> _Exercise objective_:
Copy out the passage about deodorant and testosterone word for word, in full.

> _Passage for review_:
____
Which brings us to Pitrolux®. This is a combination of deodorant and testosterone. The “refreshing juniper scent” caused teenage girls to steal it out of daddy’s medicine cabinet, and grow beards. Is Pitrolux® a real product? If you google “combination of deodorant and testosterone,” you might find out. Do you know what TMI means?

ClinicalTrials.gov scores with A Study of Effect of Deodorant and Axillary Hair on Testosterone Absorption in Healthy Participants. “This study will evaluate the effect of deodorant and antiperspirant use and the presence of underarm hair on the absorption of testosterone. Each participant in this study will receive 6 single doses of 30 milligrams (mg) testosterone applied as a solution to each underarm. … Deodorant spray applied to unshaved axillae. At least 2 minutes wait time. Then, single 30 mg dose of testosterone applied topically to each axilla…”
____
> _Entries provided_:
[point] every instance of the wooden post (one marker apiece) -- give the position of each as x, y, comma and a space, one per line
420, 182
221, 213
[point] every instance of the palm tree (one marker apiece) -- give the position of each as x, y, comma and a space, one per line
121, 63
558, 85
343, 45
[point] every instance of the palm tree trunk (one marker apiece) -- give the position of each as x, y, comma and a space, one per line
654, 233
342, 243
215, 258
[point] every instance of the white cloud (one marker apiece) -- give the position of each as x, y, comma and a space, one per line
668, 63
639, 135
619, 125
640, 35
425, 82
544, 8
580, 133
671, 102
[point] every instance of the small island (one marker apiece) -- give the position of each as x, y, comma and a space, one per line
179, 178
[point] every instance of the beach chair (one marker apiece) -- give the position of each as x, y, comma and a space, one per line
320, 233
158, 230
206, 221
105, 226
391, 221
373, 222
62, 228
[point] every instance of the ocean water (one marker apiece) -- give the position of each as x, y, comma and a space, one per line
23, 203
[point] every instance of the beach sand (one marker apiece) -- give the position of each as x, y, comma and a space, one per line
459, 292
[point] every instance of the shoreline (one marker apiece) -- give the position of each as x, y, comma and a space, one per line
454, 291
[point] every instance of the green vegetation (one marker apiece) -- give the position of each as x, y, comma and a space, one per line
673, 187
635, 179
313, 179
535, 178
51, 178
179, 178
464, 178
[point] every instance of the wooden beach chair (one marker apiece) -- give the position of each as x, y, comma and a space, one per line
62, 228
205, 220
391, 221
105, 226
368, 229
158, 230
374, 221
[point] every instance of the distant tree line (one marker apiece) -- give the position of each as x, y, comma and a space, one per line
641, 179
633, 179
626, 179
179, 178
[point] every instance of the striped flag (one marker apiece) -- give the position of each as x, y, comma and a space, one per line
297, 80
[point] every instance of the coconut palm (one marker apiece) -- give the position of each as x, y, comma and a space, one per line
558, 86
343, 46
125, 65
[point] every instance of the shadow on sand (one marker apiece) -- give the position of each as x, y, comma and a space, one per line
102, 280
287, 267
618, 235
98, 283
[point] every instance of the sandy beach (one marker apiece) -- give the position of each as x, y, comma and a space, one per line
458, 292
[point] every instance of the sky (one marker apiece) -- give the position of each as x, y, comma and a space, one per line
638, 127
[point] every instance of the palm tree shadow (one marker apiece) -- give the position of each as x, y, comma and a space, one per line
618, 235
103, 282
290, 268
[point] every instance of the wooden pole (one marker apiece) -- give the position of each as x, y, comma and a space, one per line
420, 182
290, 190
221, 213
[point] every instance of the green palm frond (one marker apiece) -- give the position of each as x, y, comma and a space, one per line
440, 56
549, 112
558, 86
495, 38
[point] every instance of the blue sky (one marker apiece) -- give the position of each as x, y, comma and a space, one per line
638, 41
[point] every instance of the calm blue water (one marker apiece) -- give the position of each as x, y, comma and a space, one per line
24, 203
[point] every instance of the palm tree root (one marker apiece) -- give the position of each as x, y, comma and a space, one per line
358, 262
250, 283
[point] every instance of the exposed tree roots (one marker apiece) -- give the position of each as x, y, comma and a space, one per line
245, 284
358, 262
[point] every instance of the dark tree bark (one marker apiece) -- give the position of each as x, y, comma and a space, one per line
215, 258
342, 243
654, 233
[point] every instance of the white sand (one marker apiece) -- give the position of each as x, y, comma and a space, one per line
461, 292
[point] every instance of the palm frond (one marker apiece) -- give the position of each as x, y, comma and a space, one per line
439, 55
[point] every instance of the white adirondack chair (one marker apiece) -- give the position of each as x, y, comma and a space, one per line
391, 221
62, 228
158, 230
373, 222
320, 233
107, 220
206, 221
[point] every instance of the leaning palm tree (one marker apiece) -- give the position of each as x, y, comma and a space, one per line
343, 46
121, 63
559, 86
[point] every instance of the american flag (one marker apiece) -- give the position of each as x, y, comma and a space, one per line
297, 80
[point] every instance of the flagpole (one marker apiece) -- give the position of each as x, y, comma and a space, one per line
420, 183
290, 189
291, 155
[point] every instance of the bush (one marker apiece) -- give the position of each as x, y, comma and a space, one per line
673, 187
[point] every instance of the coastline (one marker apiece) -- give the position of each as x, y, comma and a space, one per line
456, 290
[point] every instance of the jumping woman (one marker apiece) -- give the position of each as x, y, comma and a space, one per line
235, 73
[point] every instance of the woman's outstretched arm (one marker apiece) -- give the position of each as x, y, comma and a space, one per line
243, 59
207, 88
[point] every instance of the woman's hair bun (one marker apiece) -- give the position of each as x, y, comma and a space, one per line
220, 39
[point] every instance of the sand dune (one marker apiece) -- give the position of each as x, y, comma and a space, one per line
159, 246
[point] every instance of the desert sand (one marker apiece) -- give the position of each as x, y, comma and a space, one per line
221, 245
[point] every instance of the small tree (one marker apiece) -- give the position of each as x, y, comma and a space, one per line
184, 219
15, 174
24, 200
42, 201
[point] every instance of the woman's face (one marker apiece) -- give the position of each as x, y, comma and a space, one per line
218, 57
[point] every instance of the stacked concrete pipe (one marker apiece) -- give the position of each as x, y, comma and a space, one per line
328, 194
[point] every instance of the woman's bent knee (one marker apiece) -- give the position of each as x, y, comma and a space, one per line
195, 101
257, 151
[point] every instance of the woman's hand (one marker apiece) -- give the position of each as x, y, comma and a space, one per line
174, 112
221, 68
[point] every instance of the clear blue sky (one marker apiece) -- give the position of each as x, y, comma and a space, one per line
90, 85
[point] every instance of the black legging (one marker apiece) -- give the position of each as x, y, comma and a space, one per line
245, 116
____
> _Solution to this task_:
Which brings us to Pitrolux®. This is a combination of deodorant and testosterone. The “refreshing juniper scent” caused teenage girls to steal it out of daddy’s medicine cabinet, and grow beards. Is Pitrolux® a real product? If you google “combination of deodorant and testosterone,” you might find out. Do you know what TMI means?

ClinicalTrials.gov scores with A Study of Effect of Deodorant and Axillary Hair on Testosterone Absorption in Healthy Participants. “This study will evaluate the effect of deodorant and antiperspirant use and the presence of underarm hair on the absorption of testosterone. Each participant in this study will receive 6 single doses of 30 milligrams (mg) testosterone applied as a solution to each underarm. … Deodorant spray applied to unshaved axillae. At least 2 minutes wait time. Then, single 30 mg dose of testosterone applied topically to each axilla…”